--- Set problem ---
Copy all of the lines below word for word, and leave the pictures out of your answer.

* BEGIN Records supplied *

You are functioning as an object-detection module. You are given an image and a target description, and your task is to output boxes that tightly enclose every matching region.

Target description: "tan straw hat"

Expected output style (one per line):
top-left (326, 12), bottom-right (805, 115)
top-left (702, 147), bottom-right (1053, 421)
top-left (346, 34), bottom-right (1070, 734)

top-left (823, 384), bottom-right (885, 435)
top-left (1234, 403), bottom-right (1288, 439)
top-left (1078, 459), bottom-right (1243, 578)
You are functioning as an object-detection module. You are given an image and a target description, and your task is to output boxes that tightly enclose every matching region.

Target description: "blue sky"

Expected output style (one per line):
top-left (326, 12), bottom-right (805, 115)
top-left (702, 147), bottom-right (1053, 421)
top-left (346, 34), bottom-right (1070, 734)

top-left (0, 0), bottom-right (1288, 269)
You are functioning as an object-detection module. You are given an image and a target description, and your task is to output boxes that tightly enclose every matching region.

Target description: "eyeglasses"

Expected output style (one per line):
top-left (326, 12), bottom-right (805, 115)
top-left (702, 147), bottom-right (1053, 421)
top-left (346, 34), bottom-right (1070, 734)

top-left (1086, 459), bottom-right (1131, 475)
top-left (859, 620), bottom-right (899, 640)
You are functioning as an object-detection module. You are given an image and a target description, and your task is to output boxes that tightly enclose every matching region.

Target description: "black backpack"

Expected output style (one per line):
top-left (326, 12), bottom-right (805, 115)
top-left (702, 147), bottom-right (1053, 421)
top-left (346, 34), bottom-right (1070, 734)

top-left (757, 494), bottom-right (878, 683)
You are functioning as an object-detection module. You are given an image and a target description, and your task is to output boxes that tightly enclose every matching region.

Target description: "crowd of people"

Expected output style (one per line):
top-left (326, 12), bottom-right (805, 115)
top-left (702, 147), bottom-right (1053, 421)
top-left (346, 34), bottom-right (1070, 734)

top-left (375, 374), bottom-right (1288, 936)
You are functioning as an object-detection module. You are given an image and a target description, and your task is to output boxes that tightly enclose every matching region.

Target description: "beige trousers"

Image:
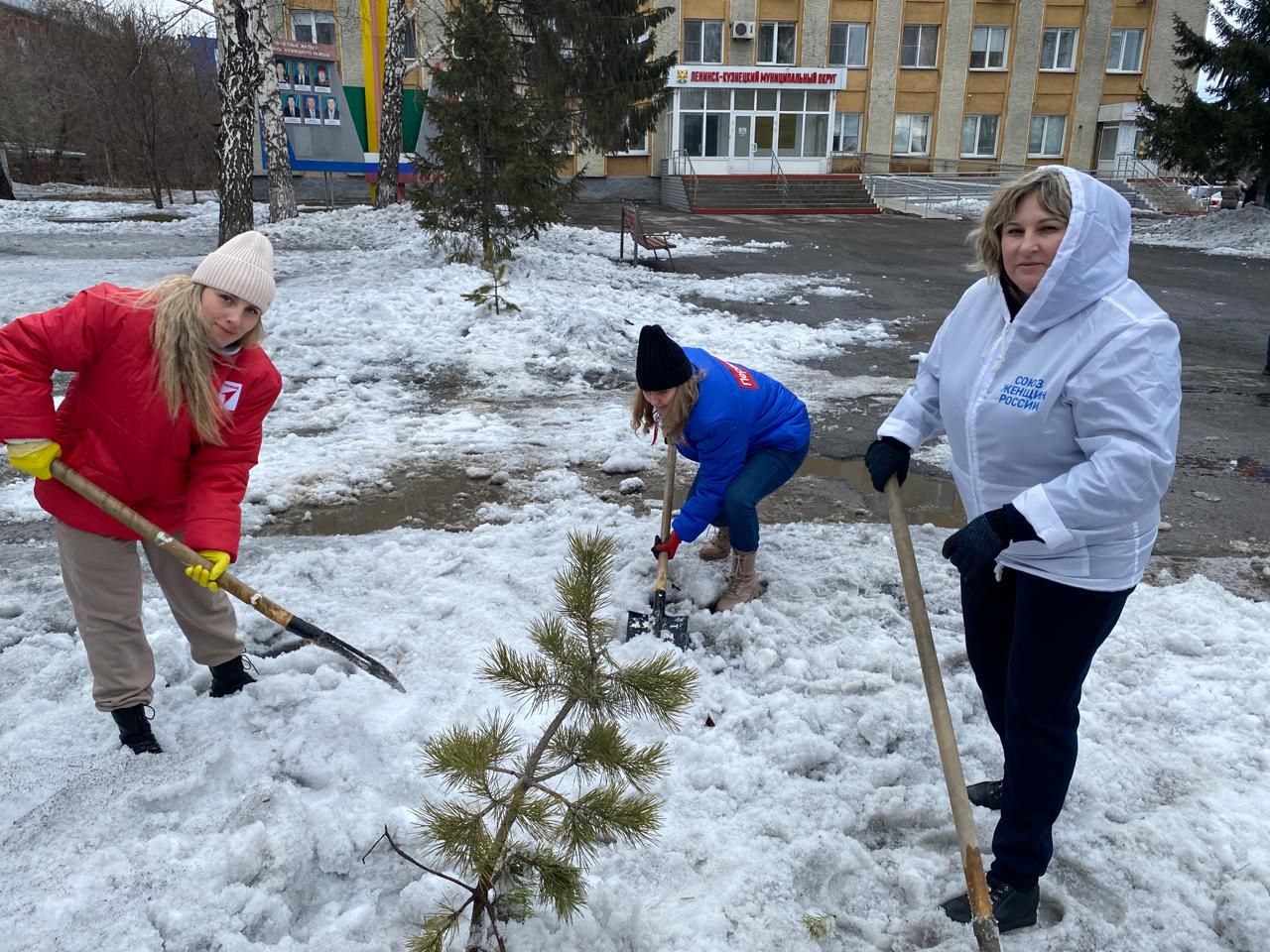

* END Records supplied *

--- Completed exercise ---
You are functioning as an object-detection module. You are given an image and a target description, and your task is to output boxes that tightly enclose every matching region.

Target description: "tan straw hat"

Expected output style (one per line):
top-left (326, 12), bottom-right (805, 115)
top-left (702, 147), bottom-right (1053, 421)
top-left (346, 34), bottom-right (1070, 734)

top-left (823, 384), bottom-right (885, 435)
top-left (1234, 403), bottom-right (1288, 439)
top-left (1078, 459), bottom-right (1243, 578)
You are functioning as an object-detection module. You are given an image and a target description, and your task is to output boxes that tightly enclose every matching region.

Target description: "blue sky"

Expected output style (one per line):
top-left (326, 12), bottom-right (805, 115)
top-left (702, 147), bottom-right (1053, 421)
top-left (346, 34), bottom-right (1070, 734)

top-left (0, 0), bottom-right (1288, 269)
You are functioning as an object-detection module. You are given an image and a target description, and your task is to output boxes that tightly enclose every matching region.

Target description: "eyeglasses"

Expected output style (one per line):
top-left (326, 12), bottom-right (805, 115)
top-left (702, 147), bottom-right (1053, 421)
top-left (346, 34), bottom-right (1070, 734)

top-left (1086, 459), bottom-right (1131, 475)
top-left (859, 620), bottom-right (899, 640)
You are functioning as an object-detection module. You are given an image and a target description, and your task is to output boxes that tightly enclose every matching region.

Target description: "black backpack"

Expected output style (one per line):
top-left (326, 12), bottom-right (805, 115)
top-left (702, 147), bottom-right (1053, 421)
top-left (346, 34), bottom-right (1070, 734)

top-left (757, 494), bottom-right (878, 683)
You are functioning as an object-detection module. You are given an image and a target description, and your task is to output boxes that tightly enclose every matching region.

Target description: "crowd of people"

Expected output style (one per line):
top-left (326, 12), bottom-right (805, 115)
top-left (702, 147), bottom-right (1053, 421)
top-left (346, 34), bottom-right (1070, 734)

top-left (375, 374), bottom-right (1288, 936)
You are functioning as an object-detection module. You are given an image and a target description, and your task is to output boxes that tightly enclose every matching region.

Target description: "beige trousers"

Image:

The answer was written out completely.